* _Exercise prompt_
Convert the entries below into a two-column CSV with the headers "prompt" and "points", giving each entry one row with its text and its answer. Enclose each field in double quotes and replace any line breaks within a field with spaces.

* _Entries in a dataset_
# # # #
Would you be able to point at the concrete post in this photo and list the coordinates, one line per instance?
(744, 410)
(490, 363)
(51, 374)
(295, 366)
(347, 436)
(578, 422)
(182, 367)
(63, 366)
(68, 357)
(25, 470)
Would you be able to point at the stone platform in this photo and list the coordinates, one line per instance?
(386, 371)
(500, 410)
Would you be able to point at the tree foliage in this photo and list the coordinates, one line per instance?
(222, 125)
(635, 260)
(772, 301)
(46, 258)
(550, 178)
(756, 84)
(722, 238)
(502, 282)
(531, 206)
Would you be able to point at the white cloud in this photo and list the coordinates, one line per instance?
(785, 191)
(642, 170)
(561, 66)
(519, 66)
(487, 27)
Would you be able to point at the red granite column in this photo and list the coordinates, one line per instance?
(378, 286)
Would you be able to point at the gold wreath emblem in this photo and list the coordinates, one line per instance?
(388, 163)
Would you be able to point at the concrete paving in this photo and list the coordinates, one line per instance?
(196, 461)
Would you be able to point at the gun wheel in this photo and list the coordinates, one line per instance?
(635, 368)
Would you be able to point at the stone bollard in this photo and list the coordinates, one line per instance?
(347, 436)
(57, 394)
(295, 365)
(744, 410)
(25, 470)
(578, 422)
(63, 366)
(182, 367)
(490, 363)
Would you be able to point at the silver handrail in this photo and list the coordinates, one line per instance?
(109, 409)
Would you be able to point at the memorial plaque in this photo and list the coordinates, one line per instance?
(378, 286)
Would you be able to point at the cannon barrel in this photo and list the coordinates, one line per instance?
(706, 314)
# # # #
* _Result for this task_
prompt,points
"Would you be able to point at the concrete post in this photo and list the coordinates, one line per instance?","(744, 410) (490, 363) (51, 374) (295, 366) (347, 436) (578, 422) (182, 367) (63, 366) (68, 357) (25, 470)"
"Would you be able to point at the stone platform in this photo and list the coordinates, one line per instance?","(386, 371) (500, 410)"
"Would you be able to point at the tree foliage in this photo and list the coordinates, one line per instance?","(222, 125) (635, 260) (772, 301) (46, 258) (550, 178) (756, 84) (722, 238) (502, 282) (531, 206)"
"Would you be able to point at the white cloud in this photo and list the coordinates, one line per instance?","(785, 191) (642, 170) (561, 66) (519, 66) (487, 27)"
"Would you be able to point at the red granite column in this photo and list the coordinates, one line per instance?","(378, 286)"
"Would you be able to point at the gold wreath emblem in this photo and list the coordinates, one line per instance?","(388, 163)"
"Would you be able to point at the concrete paving in this photo and list the coordinates, one line per instance?","(196, 461)"
"Would you be able to point at the gun wheel in this photo and list the coordinates, one line per instance?","(635, 368)"
"Would you be able to point at the stone bollard in this photo and list the coordinates, one line per instance?","(347, 436) (57, 394) (295, 365) (744, 410) (25, 470) (578, 422) (63, 366) (182, 367) (490, 363)"
"Would you be able to point at the silver handrail in this photo and list the coordinates, one line per instance?","(109, 409)"
"Would you be able to point at the memorial plaque in this photo and list the coordinates, one line per instance?","(378, 286)"
"Would you be able to point at the cannon barrel in this photo and list the coordinates, one line per instance?","(706, 314)"